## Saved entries
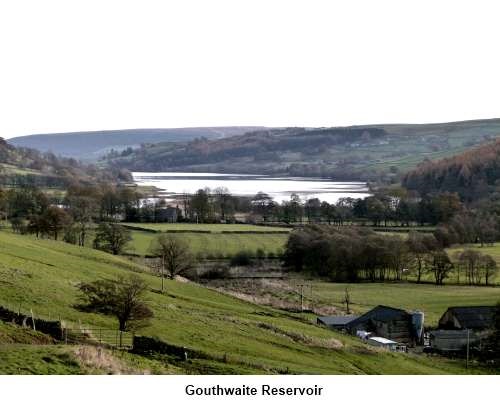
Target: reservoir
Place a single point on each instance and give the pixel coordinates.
(279, 188)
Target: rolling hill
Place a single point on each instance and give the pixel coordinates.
(369, 152)
(93, 144)
(26, 166)
(473, 174)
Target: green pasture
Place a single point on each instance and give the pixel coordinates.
(43, 275)
(214, 228)
(432, 299)
(213, 244)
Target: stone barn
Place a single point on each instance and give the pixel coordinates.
(473, 318)
(390, 323)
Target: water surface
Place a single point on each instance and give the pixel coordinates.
(279, 188)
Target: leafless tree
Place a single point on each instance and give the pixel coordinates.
(175, 255)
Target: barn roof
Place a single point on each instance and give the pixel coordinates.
(475, 317)
(336, 320)
(379, 313)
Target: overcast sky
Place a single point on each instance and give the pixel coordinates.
(90, 65)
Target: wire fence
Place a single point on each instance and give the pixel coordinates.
(70, 332)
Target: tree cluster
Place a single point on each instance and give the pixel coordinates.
(353, 254)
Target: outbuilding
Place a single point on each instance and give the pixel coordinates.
(390, 323)
(386, 344)
(472, 318)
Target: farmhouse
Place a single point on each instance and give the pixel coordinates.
(390, 323)
(336, 322)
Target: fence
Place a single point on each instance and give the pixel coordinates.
(67, 332)
(103, 337)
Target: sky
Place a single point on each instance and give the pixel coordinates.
(93, 65)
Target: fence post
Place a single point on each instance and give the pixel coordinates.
(33, 320)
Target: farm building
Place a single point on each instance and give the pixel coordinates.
(336, 322)
(474, 318)
(386, 344)
(460, 325)
(168, 214)
(390, 323)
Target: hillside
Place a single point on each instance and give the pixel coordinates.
(473, 174)
(93, 144)
(370, 152)
(19, 166)
(42, 275)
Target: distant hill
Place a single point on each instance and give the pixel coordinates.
(25, 166)
(368, 152)
(91, 145)
(473, 174)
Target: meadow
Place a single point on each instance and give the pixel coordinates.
(213, 228)
(431, 299)
(213, 244)
(42, 276)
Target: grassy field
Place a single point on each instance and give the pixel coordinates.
(42, 275)
(214, 244)
(493, 251)
(433, 300)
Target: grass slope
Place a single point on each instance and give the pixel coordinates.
(42, 275)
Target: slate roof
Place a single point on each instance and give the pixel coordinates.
(476, 317)
(379, 313)
(336, 320)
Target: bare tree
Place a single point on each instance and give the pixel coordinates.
(441, 266)
(111, 237)
(174, 254)
(122, 298)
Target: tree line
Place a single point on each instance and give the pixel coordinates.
(355, 254)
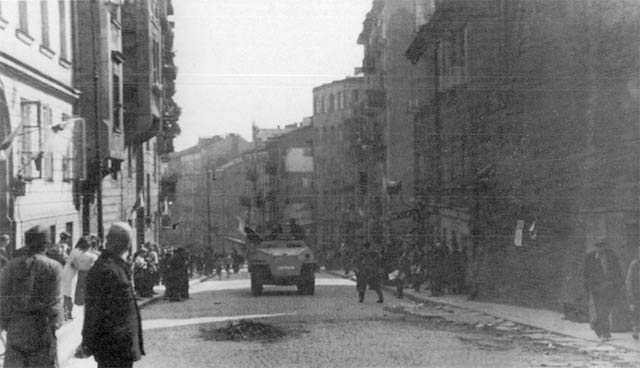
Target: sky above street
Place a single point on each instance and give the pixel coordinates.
(241, 61)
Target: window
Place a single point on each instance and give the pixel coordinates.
(156, 62)
(44, 22)
(31, 145)
(69, 228)
(129, 163)
(114, 12)
(452, 55)
(62, 9)
(148, 204)
(117, 102)
(23, 20)
(155, 163)
(52, 234)
(47, 157)
(67, 168)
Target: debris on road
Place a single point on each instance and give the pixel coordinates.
(244, 330)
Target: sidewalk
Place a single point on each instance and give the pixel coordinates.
(70, 335)
(538, 318)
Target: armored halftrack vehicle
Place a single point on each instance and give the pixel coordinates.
(282, 262)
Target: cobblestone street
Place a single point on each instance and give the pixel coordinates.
(331, 329)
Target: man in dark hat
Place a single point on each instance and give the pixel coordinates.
(632, 286)
(603, 282)
(368, 273)
(112, 330)
(30, 304)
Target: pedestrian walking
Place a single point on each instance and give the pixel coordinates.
(368, 273)
(438, 268)
(83, 257)
(180, 272)
(458, 260)
(69, 278)
(237, 260)
(296, 231)
(404, 272)
(228, 262)
(632, 287)
(31, 304)
(219, 260)
(58, 251)
(141, 279)
(603, 282)
(112, 330)
(5, 241)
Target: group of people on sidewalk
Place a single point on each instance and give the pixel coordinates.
(210, 262)
(41, 283)
(606, 283)
(35, 299)
(604, 279)
(442, 267)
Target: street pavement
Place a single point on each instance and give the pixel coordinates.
(331, 329)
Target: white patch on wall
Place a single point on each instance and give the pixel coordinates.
(299, 160)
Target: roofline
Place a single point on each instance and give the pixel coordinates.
(340, 81)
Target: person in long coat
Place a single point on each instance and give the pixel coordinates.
(438, 268)
(112, 330)
(368, 273)
(31, 304)
(603, 282)
(632, 287)
(83, 258)
(177, 286)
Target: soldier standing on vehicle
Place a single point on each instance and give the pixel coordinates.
(368, 272)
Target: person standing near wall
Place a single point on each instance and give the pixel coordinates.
(368, 273)
(112, 330)
(31, 304)
(603, 282)
(632, 286)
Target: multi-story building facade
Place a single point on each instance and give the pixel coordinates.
(37, 96)
(404, 87)
(193, 218)
(523, 136)
(229, 186)
(98, 73)
(290, 174)
(341, 164)
(145, 25)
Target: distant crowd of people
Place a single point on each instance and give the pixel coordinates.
(41, 283)
(210, 262)
(444, 269)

## ACTIVITY
Output the lines above between the one holding "Target: slate roof" and the one holding "Target: tree line", inclusive, with nothing before or after them.

## YOUR RESPONSE
Target: slate roof
Place a single point on each instance and give the pixel coordinates.
(476, 317)
(379, 313)
(336, 320)
Target: bare tree
Place a single point on each instance and give the pixel coordinates.
(441, 266)
(111, 237)
(174, 254)
(122, 298)
Target: tree line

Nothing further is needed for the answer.